- [Job] Reproduce the part of the listing that opens with the line containing "Task: identify the ford oval" and continues through the end of the listing, both ends included.

** START Listing **

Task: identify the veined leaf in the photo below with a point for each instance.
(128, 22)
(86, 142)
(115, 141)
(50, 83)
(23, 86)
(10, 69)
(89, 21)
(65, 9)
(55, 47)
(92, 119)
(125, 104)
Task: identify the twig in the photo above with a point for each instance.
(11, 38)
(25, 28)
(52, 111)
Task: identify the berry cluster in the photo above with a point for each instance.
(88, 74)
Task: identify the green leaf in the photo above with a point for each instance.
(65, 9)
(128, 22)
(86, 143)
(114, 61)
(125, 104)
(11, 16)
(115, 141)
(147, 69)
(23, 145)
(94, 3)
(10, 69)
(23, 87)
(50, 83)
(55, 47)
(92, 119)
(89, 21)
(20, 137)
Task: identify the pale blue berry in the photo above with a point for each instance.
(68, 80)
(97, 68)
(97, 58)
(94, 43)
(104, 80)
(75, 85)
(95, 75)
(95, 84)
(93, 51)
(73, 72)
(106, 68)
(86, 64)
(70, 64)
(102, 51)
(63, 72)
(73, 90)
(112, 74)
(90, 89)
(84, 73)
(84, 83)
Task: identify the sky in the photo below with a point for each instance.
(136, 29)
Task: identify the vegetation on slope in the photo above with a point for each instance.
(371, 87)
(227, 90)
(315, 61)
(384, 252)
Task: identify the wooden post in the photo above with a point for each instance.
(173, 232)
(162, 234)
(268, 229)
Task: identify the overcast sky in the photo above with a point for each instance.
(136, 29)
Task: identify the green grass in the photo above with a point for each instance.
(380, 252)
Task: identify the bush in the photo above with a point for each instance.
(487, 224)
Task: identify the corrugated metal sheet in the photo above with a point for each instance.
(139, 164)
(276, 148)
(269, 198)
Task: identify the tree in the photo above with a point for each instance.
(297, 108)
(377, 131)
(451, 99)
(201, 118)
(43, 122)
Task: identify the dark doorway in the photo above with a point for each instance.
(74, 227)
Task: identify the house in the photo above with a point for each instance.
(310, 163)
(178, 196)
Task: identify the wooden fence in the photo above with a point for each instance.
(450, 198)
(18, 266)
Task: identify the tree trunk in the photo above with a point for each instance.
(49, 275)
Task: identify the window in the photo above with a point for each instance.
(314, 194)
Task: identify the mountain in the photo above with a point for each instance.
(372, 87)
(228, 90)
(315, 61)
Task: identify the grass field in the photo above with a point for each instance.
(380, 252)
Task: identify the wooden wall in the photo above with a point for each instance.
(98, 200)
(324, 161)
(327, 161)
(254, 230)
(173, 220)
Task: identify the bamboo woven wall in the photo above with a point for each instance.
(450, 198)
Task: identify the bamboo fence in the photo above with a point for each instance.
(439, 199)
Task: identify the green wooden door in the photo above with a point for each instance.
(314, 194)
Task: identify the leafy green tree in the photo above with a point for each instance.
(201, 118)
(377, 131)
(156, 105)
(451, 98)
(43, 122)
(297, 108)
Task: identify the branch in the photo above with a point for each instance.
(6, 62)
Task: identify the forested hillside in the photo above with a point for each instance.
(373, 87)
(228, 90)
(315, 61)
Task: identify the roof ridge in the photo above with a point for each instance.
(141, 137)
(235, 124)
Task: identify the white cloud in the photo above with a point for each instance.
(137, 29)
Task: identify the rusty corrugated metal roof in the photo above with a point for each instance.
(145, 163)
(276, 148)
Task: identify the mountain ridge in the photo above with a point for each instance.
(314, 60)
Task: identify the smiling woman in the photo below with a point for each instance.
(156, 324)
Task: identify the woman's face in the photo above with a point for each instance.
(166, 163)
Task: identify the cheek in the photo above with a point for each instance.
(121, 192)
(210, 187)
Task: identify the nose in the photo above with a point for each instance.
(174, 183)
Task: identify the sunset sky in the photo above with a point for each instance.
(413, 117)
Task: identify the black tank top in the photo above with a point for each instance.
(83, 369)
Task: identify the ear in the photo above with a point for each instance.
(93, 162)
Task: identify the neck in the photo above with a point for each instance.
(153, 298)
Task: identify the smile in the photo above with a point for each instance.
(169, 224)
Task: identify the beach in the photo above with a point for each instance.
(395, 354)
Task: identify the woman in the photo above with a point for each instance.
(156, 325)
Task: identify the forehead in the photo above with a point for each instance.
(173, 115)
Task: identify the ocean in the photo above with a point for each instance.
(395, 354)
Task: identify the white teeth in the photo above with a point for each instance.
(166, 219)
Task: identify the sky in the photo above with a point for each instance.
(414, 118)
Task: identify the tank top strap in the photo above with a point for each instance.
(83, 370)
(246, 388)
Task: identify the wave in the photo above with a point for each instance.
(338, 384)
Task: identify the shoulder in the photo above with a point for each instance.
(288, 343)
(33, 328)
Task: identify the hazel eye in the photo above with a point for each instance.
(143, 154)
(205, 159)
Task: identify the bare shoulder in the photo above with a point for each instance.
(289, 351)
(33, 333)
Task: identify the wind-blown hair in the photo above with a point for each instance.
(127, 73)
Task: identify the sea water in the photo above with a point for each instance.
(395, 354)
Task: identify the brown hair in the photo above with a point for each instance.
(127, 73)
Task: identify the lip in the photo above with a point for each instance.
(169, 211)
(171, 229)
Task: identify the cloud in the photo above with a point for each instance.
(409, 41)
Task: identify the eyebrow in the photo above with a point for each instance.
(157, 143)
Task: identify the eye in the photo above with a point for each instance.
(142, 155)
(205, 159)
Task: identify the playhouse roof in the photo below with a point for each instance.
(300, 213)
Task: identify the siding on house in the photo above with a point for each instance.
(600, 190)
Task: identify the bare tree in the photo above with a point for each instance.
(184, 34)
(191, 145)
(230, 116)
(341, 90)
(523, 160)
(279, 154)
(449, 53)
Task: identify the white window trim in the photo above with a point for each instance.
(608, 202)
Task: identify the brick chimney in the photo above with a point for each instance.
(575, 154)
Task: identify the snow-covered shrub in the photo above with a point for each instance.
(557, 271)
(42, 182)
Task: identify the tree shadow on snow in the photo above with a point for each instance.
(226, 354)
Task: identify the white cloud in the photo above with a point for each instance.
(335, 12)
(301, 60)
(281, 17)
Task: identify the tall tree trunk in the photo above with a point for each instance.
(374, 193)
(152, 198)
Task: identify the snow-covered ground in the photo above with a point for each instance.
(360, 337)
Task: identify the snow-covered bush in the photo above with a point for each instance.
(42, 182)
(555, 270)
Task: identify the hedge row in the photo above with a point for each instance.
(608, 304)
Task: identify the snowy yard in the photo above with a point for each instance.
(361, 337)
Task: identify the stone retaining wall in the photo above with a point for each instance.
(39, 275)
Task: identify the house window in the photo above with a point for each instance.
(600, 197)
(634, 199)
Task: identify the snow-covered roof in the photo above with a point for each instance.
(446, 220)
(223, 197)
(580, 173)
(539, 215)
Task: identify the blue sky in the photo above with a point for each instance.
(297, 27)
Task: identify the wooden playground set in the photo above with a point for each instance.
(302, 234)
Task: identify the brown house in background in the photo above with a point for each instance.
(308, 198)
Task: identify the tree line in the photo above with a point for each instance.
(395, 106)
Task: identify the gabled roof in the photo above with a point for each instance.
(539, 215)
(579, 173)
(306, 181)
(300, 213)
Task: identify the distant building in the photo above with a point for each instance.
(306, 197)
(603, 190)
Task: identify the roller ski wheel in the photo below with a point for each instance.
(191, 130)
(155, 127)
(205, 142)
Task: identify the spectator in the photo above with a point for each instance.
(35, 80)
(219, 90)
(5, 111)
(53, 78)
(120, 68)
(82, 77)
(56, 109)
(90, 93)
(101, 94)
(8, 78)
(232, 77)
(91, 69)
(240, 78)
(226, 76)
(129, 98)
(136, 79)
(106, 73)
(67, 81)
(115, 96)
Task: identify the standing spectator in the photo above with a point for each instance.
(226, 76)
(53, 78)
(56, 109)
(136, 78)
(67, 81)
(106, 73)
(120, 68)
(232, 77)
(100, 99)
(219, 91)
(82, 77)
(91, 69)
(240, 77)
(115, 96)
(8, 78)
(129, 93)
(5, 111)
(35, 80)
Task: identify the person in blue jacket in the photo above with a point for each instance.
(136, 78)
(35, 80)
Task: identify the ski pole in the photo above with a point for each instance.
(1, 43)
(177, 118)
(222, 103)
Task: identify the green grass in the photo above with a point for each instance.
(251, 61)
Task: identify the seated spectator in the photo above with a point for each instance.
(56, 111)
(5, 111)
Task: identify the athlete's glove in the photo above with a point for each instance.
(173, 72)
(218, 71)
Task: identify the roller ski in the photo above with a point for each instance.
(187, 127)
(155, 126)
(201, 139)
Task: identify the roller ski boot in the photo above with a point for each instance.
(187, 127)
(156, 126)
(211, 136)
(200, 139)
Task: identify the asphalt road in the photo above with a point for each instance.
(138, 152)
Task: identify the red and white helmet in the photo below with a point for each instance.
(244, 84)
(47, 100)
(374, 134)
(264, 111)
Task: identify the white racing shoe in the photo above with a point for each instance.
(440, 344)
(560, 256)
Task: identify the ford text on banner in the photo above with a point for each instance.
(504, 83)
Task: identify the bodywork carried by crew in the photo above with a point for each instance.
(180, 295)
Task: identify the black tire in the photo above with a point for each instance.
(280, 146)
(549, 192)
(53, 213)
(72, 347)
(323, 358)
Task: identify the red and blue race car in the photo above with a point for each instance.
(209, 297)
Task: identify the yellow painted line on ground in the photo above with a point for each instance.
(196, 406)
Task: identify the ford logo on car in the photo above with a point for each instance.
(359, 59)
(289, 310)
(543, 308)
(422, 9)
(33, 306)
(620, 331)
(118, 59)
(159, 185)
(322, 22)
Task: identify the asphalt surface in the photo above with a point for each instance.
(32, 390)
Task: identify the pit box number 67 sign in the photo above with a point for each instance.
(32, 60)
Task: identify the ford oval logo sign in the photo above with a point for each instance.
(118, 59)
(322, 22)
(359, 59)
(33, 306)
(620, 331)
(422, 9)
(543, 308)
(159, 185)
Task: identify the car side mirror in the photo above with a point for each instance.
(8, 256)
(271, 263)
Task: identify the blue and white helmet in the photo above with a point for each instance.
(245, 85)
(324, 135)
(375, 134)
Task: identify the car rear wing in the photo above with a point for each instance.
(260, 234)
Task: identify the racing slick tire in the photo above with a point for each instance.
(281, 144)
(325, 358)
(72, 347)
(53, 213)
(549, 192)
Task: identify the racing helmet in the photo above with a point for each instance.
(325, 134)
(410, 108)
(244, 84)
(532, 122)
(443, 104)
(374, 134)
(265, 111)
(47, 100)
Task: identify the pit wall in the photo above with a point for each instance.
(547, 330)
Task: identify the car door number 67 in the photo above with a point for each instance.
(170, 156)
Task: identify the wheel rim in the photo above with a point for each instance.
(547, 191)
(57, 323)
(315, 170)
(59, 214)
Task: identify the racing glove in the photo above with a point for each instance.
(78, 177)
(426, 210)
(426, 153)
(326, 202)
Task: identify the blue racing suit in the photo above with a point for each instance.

** END Listing **

- [Problem solution]
Task: identify the ford oval logo sign in the photo above with a point for each instance.
(118, 59)
(322, 22)
(359, 59)
(33, 306)
(620, 331)
(422, 9)
(543, 308)
(159, 185)
Task: identify the car side mirror in the photo above with a point for each instance.
(8, 256)
(271, 263)
Task: identify the blue and white helmet in the photo above with a point for each instance.
(245, 85)
(324, 135)
(375, 134)
Task: identify the car rear wing in the photo above with a point for each instance.
(260, 234)
Task: identify the racing slick tire in the photo above with a point for each instance.
(281, 144)
(325, 358)
(72, 347)
(53, 213)
(549, 192)
Task: identify the racing helmet in the photo above with a point for each instance.
(325, 134)
(410, 108)
(244, 84)
(532, 122)
(443, 104)
(374, 134)
(265, 111)
(47, 100)
Task: identify the pit wall in the photo above with a point for each instance.
(547, 330)
Task: identify the car door number 67 in the photo above with a point for each instance.
(170, 156)
Task: identify the wheel rim in the photo above with a point for each instance.
(547, 191)
(57, 323)
(315, 170)
(59, 214)
Task: identify the racing glove in the photo above with a point for each instance.
(78, 177)
(426, 210)
(426, 153)
(326, 202)
Task: identify the blue racing suit in the photo above with a point for each instance.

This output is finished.